Material shown
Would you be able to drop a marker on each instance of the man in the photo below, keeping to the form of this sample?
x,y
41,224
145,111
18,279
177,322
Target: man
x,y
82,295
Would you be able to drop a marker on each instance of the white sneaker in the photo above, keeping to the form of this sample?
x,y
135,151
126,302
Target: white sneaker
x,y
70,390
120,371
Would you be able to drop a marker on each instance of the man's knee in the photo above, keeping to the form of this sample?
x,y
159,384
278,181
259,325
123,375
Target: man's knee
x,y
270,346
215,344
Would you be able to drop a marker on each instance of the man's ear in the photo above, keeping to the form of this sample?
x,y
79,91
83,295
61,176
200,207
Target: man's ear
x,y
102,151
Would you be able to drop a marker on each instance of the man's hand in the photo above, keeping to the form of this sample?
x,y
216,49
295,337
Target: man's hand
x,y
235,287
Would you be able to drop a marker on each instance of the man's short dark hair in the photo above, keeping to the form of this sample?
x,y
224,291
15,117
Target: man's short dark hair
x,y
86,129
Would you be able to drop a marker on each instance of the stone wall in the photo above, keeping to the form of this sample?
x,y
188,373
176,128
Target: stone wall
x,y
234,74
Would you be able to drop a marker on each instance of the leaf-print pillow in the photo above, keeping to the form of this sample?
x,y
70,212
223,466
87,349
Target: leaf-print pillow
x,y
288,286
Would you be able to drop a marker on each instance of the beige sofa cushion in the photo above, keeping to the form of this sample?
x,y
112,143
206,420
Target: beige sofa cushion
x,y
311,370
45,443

Exercise details
Copy the data above word for word, starting with the line that contains "of the stone" and continuing through the end of the data.

Solution to this task
Would you be able to drop a marker on each instance of the stone wall in the photo above, keeping to the form of this sample?
x,y
188,373
176,128
Target: stone wall
x,y
234,74
Would you be able to drop a marker on each instance of the leaf-print pillow in the photo above, keeping to the form of this sample?
x,y
70,212
223,466
87,349
Target: leaf-print pillow
x,y
288,286
Would you be able to drop a marker on each instance of the beige sofa cushion in the photo above, keeping to the form of this sample?
x,y
112,143
206,420
Target: beige sofa cushion
x,y
311,370
45,443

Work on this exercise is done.